**Extrait choisi**
#####

«Où est Maurice Audin? Où est-il?»
LE PROCES DU GENERAL AUSSARESSES
«Où est Maurice Audin? Où est-il?»
La disparition du communiste torturé par les paras reste un mystère.
Brigitte Vital-Durand, Libération, 28 novembre 2001
La mémoire de Maurice Audin, disparu l’été 1957 dans la bataille d’Alger, hante depuis deux jours le tribunal correctionnel de Paris. Qu’est devenu ce jeune mathématicien communiste, enlevé puis torturé par les parachutistes français sous les ordres du général Massu? Il s’est évadé, a dit l’armée, dont l’un de ses représentants, le général Paul Aussaresses, 83 ans, est jugé depuis lundi pour «complicité d’apologie de crimes de guerre». Les parachutistes l’ont assassiné, affirment les amis d’Audin et son épouse Josette, qui l’a vu partir entre deux paras, et qui ne l’a jamais vu revenir.
Dans le livre de «révélations» sur la torture en Algérie pour lequel il est poursuivi, Services spéciaux. Algérie. 1955-1957, Aussaresses se contente d’écrire qu’Audin «disparut le 21 juin». «Pour moi qui étais un de ses amis intimes, dire qu’il ne sait pas comment Audin est mort est un mensonge insoutenable», s’est indigné hier Henri Alleg, journaliste, militant communiste, qui fut lui aussi torturé par les parachutistes l’été 1957. L’ancien directeur d’Alger républicain a 80 ans. Sa colère est intacte: «Aussaresses sait parfaitement qui a tué Audin, et comment il a été tué. On peut parler de révélations bien sélectives.» Alleg n’a pas caché au tribunal son mépris pour les souvenirs du vieux général: «Je ne suis absolument pas d’accord pour dire que ce livre a une quelconque utilité. Il est nocif. Il intéressera beaucoup plus les psychologues que les historiens.» «C’est comme lors des procès de Moscou, ironise l’avocat d’Aussaresses, Gilbert Collard, vous êtes en train de nous dire que le général est un malade mental.»
Malade non, mais silencieux. La veille, l’historien Pierre Vidal-Naquet, qui avait démontré dès 1957 la fabrication du mensonge de l’armée dans l’Affaire Audin, avait demandé solennellement au vieux général de dire la vérité. Aussaresses s’était tu. Comme il s’est tu hier, lorsque Simone de Bollardière, 79 ans, veuve du général, seul officier de son rang à avoir refusé de recourir à la torture, l’a supplié de parler. «Est-ce que je peux poser une question?», a demandé ce témoin des parties civiles. La présidente acquiesce. Alors, elle élève la voix, pleine de courage: «Où est Maurice Audin? Qui l’a tué? Je connais madame Audin, quand je la vois, je suis bouleversée, vous la martyrisez avec vos mensonges. Où est Maurice Audin?», répète-t-elle encore. «Où l’avez-vous mis? Ben M’Hidi (l’un des chefs du FLN), vous avez dit que vous l’avez pendu et enterré dans le jardin. Audin, où l’avez-vous mis?»

#####

**Données brutes**

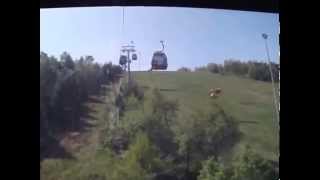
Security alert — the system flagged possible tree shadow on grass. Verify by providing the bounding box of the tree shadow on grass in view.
[88,96,104,104]
[40,137,75,162]
[239,121,259,124]
[159,88,177,92]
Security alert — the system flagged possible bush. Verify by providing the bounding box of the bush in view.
[197,157,227,180]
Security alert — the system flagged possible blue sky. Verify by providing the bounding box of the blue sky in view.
[40,7,280,70]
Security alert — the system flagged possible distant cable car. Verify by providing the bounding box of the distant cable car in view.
[151,41,168,70]
[132,54,138,61]
[119,55,127,65]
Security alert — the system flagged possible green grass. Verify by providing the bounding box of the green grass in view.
[40,72,279,180]
[128,72,279,160]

#####

**Vos tâches**
1: Reproduisez à l'identique le passage de l'extrait qui va de « La disparition du » jusqu'à « jamais vu revenir. » inclus.
2: Résumez l'extrait en deux phrases.
3: D'après l'extrait, qui est l'avocat d'Aussaresses ?

**Réponses aux tâches**
1:
La disparition du communiste torturé par les paras reste un mystère.
Brigitte Vital-Durand, Libération, 28 novembre 2001
La mémoire de Maurice Audin, disparu l’été 1957 dans la bataille d’Alger, hante depuis deux jours le tribunal correctionnel de Paris. Qu’est devenu ce jeune mathématicien communiste, enlevé puis torturé par les parachutistes français sous les ordres du général Massu? Il s’est évadé, a dit l’armée, dont l’un de ses représentants, le général Paul Aussaresses, 83 ans, est jugé depuis lundi pour «complicité d’apologie de crimes de guerre». Les parachutistes l’ont assassiné, affirment les amis d’Audin et son épouse Josette, qui l’a vu partir entre deux paras, et qui ne l’a jamais vu revenir.

2: Le souvenir de Maurice Audin, jeune mathématicien communiste enlevé puis torturé par les parachutistes à l'été 1957, hante le procès du général Paul Aussaresses, jugé à Paris pour « complicité d'apologie de crimes de guerre ». L'armée affirme qu'Audin s'est évadé, ses proches soutiennent qu'il a été assassiné, et ni Henri Alleg, qui accuse le général de mentir, ni Simone de Bollardière, qui le supplie de parler, n'obtiennent de réponse d'Aussaresses.

3: Gilbert Collard.